↓
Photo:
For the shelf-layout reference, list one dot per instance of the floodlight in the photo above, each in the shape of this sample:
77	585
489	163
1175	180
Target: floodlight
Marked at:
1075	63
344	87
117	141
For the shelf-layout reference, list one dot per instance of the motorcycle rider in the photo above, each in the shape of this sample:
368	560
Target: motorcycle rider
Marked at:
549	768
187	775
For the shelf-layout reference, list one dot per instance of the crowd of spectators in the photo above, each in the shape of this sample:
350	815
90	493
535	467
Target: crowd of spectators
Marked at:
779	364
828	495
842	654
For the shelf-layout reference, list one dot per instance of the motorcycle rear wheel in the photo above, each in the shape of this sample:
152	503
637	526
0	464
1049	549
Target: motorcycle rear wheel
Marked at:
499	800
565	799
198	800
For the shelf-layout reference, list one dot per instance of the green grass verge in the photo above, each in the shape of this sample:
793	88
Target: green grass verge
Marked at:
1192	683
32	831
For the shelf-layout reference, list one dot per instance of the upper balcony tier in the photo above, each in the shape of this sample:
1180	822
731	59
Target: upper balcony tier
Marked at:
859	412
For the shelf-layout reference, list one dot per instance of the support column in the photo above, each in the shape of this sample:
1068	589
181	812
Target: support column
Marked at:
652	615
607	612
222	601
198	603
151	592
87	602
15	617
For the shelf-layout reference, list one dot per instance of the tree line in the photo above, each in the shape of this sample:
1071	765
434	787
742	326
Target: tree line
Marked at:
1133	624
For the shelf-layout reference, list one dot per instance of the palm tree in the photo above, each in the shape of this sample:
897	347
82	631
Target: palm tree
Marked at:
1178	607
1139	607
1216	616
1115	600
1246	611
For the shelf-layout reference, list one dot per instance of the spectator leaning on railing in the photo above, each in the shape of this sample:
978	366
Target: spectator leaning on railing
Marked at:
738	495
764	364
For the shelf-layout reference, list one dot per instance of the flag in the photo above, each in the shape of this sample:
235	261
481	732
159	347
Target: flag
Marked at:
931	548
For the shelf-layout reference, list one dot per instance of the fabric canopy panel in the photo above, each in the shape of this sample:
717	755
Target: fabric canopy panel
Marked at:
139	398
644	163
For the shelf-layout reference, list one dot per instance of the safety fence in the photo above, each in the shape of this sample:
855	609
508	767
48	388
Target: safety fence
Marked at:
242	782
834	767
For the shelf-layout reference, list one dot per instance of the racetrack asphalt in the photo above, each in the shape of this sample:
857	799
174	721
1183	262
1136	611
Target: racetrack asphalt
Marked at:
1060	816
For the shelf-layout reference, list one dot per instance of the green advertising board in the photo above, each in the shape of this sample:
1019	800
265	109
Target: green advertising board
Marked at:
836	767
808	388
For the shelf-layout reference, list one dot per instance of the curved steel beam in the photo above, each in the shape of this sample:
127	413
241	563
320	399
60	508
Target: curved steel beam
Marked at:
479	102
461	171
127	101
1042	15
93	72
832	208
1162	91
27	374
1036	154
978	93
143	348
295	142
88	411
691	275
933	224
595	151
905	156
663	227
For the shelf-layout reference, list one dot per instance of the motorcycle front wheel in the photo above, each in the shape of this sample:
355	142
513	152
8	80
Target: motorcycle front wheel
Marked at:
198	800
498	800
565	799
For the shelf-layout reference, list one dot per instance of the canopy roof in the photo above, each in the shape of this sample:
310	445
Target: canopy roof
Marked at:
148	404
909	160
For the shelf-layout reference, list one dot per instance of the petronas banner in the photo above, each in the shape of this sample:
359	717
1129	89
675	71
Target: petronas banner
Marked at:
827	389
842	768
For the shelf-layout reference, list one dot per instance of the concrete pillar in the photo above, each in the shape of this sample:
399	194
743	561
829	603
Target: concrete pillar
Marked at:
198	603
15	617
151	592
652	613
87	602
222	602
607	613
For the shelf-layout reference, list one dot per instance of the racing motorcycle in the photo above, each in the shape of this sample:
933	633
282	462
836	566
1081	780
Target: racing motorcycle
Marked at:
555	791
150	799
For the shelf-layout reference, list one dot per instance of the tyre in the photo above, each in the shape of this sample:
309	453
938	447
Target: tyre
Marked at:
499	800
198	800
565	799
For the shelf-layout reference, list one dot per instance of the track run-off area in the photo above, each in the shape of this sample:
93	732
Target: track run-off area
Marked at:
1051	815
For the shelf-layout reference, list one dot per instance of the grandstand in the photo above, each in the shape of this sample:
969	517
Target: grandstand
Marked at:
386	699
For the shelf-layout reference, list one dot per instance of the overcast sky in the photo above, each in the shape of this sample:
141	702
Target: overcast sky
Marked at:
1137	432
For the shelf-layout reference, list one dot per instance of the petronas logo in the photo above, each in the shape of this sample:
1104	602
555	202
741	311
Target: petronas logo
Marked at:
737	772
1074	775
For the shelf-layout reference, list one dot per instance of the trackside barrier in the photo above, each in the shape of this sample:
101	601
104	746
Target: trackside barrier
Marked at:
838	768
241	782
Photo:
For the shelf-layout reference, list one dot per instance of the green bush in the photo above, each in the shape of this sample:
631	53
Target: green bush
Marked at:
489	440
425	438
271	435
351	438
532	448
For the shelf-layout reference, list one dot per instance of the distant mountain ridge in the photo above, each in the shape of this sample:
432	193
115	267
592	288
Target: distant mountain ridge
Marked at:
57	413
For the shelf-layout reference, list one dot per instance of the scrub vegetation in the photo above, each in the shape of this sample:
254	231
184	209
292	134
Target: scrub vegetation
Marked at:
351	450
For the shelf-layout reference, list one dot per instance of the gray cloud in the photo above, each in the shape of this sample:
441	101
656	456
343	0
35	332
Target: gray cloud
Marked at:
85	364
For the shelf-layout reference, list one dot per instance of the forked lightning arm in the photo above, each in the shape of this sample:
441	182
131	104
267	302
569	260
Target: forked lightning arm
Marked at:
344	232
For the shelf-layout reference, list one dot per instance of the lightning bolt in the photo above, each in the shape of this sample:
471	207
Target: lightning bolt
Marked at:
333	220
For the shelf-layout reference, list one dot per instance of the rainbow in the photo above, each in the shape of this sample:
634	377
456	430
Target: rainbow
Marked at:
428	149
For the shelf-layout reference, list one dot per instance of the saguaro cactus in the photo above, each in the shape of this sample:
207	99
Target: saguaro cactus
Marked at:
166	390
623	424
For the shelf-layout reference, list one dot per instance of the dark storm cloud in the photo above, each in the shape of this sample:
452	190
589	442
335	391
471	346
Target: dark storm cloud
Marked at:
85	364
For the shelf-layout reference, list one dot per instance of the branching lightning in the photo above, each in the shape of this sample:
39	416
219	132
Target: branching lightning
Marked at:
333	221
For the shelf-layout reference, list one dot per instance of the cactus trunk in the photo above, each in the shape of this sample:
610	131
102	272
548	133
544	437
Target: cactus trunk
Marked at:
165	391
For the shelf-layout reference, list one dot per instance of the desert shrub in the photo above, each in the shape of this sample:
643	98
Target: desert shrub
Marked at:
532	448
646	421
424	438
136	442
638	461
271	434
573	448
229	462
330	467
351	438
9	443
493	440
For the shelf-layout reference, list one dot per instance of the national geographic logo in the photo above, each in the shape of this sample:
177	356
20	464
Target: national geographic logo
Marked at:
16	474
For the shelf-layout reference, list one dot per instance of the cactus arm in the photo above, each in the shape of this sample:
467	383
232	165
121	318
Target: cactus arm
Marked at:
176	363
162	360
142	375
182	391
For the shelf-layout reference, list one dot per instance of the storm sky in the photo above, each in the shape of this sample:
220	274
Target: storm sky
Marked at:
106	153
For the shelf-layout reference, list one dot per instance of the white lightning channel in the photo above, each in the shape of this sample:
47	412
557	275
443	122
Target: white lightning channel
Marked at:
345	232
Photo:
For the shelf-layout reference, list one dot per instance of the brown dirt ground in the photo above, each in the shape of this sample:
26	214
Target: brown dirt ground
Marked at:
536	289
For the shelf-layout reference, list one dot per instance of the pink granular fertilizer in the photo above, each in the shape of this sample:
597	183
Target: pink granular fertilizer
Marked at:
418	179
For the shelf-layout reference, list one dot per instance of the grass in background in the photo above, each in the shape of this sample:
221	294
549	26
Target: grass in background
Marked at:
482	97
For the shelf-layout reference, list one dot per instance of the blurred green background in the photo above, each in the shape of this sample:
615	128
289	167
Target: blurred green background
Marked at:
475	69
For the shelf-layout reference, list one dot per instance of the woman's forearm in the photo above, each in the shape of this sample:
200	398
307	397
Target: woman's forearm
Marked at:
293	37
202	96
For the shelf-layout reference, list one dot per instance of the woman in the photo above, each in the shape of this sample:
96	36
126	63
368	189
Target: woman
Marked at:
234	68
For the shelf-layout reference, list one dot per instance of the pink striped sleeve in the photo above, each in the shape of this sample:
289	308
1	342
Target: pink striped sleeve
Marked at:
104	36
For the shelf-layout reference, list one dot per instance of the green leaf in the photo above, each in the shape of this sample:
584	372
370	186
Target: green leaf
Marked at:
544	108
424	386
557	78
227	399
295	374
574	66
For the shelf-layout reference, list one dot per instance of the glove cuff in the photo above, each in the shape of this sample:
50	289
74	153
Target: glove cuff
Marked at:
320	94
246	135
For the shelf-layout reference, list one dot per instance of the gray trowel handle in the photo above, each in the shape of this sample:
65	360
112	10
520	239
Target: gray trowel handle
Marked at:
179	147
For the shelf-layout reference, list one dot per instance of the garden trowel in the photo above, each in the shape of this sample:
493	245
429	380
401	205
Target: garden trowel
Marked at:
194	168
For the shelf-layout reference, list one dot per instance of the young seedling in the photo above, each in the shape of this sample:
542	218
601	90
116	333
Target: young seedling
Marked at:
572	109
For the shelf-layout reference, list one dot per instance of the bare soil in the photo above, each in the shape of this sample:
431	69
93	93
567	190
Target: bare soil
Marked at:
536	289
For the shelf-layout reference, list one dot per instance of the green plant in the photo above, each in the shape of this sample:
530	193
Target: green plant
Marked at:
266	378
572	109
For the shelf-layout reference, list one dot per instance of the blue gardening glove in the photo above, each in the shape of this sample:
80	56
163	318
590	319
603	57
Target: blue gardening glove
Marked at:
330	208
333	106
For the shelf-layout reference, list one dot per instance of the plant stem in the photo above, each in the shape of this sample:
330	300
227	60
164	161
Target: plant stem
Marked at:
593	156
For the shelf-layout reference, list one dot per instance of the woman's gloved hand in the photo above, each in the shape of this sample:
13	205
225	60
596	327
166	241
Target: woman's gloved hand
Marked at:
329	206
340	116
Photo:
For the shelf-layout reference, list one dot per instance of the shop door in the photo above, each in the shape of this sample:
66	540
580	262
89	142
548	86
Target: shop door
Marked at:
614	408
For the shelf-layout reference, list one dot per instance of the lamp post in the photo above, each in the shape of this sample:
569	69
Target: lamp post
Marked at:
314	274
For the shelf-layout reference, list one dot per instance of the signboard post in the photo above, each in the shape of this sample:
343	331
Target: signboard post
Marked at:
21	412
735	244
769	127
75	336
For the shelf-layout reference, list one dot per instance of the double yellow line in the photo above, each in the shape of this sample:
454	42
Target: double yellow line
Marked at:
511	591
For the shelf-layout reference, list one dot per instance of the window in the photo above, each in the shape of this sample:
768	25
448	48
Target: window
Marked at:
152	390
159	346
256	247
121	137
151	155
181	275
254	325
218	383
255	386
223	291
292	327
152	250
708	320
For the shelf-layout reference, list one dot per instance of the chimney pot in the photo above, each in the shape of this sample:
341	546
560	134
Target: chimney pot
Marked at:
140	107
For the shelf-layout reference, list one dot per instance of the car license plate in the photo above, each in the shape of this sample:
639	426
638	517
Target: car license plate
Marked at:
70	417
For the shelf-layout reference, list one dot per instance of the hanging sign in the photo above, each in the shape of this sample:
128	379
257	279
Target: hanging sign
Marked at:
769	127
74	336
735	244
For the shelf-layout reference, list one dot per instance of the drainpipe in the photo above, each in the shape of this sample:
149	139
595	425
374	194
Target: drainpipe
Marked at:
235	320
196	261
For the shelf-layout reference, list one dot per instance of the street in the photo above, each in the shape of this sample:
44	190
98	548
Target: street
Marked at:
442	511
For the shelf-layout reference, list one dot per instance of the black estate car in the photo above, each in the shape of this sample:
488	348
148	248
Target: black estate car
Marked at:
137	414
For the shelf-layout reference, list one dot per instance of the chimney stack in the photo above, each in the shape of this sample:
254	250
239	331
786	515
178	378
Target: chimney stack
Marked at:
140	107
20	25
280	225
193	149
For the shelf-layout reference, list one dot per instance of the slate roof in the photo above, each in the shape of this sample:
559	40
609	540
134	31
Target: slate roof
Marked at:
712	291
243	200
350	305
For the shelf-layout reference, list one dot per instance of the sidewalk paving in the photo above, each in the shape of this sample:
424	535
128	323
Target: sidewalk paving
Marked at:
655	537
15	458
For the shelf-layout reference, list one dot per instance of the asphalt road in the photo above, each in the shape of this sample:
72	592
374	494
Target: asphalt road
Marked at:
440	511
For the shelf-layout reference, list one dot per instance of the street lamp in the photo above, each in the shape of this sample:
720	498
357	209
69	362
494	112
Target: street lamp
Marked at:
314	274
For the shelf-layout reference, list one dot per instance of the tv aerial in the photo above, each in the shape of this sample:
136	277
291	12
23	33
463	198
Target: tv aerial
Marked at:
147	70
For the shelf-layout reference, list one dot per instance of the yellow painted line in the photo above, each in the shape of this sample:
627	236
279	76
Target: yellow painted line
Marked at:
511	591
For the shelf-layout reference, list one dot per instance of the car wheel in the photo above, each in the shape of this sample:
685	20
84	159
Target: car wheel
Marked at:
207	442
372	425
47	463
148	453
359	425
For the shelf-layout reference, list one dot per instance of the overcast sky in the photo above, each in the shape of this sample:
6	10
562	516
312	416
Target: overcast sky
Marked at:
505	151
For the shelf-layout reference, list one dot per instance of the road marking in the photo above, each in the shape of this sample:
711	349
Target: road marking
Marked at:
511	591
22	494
↑
## WORK TO BE COMPLETED:
Set out the lines from the one containing "the tv aerial" through the last line above, both included, as a Markdown table with the columns Row and Line, leaving out any blank lines.

## WRITTEN RESPONSE:
| Row | Line |
|---|---|
| 1 | For the shelf-layout reference, list one dot per instance of the tv aerial in the photo above, each in the shape of this sample: |
| 2 | 136	277 |
| 3 | 291	12 |
| 4 | 23	33 |
| 5 | 463	198 |
| 6 | Target: tv aerial |
| 7 | Marked at: |
| 8 | 147	70 |
| 9 | For the shelf-layout reference, list one dot per instance of the yellow painted line in the photo above, each in the shape of this sample: |
| 10 | 627	236 |
| 11 | 279	76 |
| 12 | Target: yellow painted line |
| 13 | Marked at: |
| 14 | 511	591 |
| 15 | For the shelf-layout reference, list one dot per instance of the car wheel in the photo above, each in the shape of this sample: |
| 16 | 685	20 |
| 17 | 84	159 |
| 18 | Target: car wheel |
| 19 | Marked at: |
| 20 | 207	442 |
| 21 | 372	425 |
| 22 | 47	463 |
| 23 | 148	453 |
| 24 | 359	425 |
| 25 | For the shelf-layout reference, list one dot per instance of the overcast sky in the photo above, each in the shape of this sample: |
| 26 | 6	10 |
| 27 | 562	516 |
| 28 | 312	416 |
| 29 | Target: overcast sky |
| 30 | Marked at: |
| 31 | 505	151 |
| 32 | For the shelf-layout reference, list one dot per instance of the road marking in the photo above, each in the shape of this sample: |
| 33 | 711	349 |
| 34 | Target: road marking |
| 35 | Marked at: |
| 36 | 511	591 |
| 37 | 22	494 |